◆ EXCERTO DO TEXTO
━━━━━━━━━━━━━━━━

O papel das marcas na sociedade é ter os outros em consideração e ambicionar criar valor não só para os que investem na marca, mas também para os demais na sociedade: consumidores, parceiros, comunidades
Os seguidores das marcas “têm tolerância zero, caso se sintam manipulados ou enganados. São cada vez mais escrupulosos e exigem cada vez mais walk the talk. As marcas têm de ser absolutamente verdadeiras e coerentes entre o que são e o que dizem. A escolha das suas bandeiras deve ser orgânica e em absoluta sintonia com a sua área de atuação, em detrimento de tática, que serve mais para aproveitar a oportunidade do momento” concorda Teresa Pinto leite.
Quais são os erros a evitar quando se abordam temas sociais? Há territórios proibidos para determinado perfil de marca? Todos os tipos de “washing”, responde a diretora criativa da TTouch. “Não há territórios proibidos, desde que correspondam à realidade e sejam trabalhados de forma séria e consistente. Para isso é importante, um compromisso sério e uma comunicação concreta, que se consiga provar, não evasiva e generalista”.
Ou seja, não é dizer “preocupamo-nos com o ambiente” ou comunicar falsos trade-offs, como uma gasolineira dizer que compensa as emissões carbónicas quando a sua ação tem um impacto muito mais negativo a longo prazo; e ser incoerente, como uma marca de cerveja comunicar abertamente que é contra o mundial do Qatar, porque é o que é suposto, e ter os seus produtos a vender lá”, concretiza.
Autenticidade é a palavra-chave, sublinha Manuela Botelho. Assim, “é importante que as marcas que estão a pensar posicionar-se em questões sociais abordem aquelas que mais impactam os seus clientes e são relevantes para os seus valores”, diz, lembrando que se o marketing e a publicidade podem funcionar como um acelerador do progresso social, “então o segredo é identificar os setores da sociedade que não estão a ser ouvidos, e que precisam, e perceber se eles se alinham com as questões centrais da sua marca, pois só assim é possível fazerem-no com autenticidade”.

━━━━━━━━━━━━━━━━

◆ APLICAR A LEITURA
1. Transcreva do excerto sobre as marcas o trecho que vai de "O papel das" até "Teresa Pinto leite.".
2. Reescreva em lista o parágrafo do excerto sobre as marcas que começa por "Autenticidade é a palavra-chave", mantendo as ideias principais.
Use apenas o excerto para responder.

━━━━━━━━━━━━━━━━

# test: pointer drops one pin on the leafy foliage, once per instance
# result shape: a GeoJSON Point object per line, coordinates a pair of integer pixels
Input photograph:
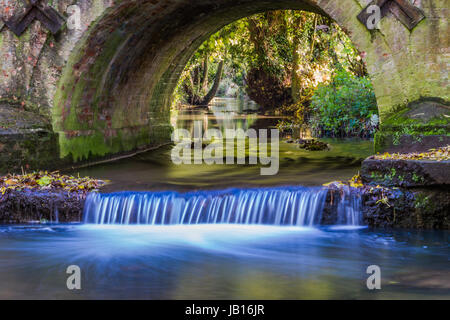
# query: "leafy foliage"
{"type": "Point", "coordinates": [39, 181]}
{"type": "Point", "coordinates": [345, 107]}
{"type": "Point", "coordinates": [439, 154]}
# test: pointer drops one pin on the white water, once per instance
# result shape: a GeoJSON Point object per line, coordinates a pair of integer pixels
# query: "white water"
{"type": "Point", "coordinates": [288, 206]}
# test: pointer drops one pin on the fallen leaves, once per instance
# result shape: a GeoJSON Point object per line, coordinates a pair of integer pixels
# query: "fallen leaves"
{"type": "Point", "coordinates": [38, 181]}
{"type": "Point", "coordinates": [439, 154]}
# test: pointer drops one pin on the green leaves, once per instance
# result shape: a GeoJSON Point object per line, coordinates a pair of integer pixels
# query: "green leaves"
{"type": "Point", "coordinates": [345, 106]}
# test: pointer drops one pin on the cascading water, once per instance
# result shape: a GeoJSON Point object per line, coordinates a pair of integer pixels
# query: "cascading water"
{"type": "Point", "coordinates": [291, 206]}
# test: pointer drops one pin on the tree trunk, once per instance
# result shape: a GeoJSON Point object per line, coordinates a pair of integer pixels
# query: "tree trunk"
{"type": "Point", "coordinates": [212, 92]}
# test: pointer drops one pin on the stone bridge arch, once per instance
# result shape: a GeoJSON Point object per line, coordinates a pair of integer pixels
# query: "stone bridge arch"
{"type": "Point", "coordinates": [105, 89]}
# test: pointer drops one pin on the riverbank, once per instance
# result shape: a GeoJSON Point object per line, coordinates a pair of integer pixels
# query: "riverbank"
{"type": "Point", "coordinates": [381, 207]}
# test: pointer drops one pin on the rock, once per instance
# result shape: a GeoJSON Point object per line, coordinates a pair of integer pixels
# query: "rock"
{"type": "Point", "coordinates": [25, 206]}
{"type": "Point", "coordinates": [405, 173]}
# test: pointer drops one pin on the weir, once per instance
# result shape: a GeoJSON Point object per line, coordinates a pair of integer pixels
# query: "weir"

━━━━━━━━━━━━━━━━

◆ SOLUÇÕES DOS EXERCÍCIOS
1.
O papel das marcas na sociedade é ter os outros em consideração e ambicionar criar valor não só para os que investem na marca, mas também para os demais na sociedade: consumidores, parceiros, comunidades
Os seguidores das marcas “têm tolerância zero, caso se sintam manipulados ou enganados. São cada vez mais escrupulosos e exigem cada vez mais walk the talk. As marcas têm de ser absolutamente verdadeiras e coerentes entre o que são e o que dizem. A escolha das suas bandeiras deve ser orgânica e em absoluta sintonia com a sua área de atuação, em detrimento de tática, que serve mais para aproveitar a oportunidade do momento” concorda Teresa Pinto leite.

2.
- Para Manuela Botelho, a autenticidade é a palavra-chave.
- As marcas que pensam posicionar-se em questões sociais devem abordar as que mais afetam os seus clientes e têm relevância para os seus valores.
- O marketing e a publicidade podem funcionar como acelerador do progresso social.
- O segredo é identificar os setores da sociedade que não estão a ser ouvidos e que precisam de o ser, e perceber se se alinham com as questões centrais da marca.
- Só assim as marcas o conseguem fazer com autenticidade.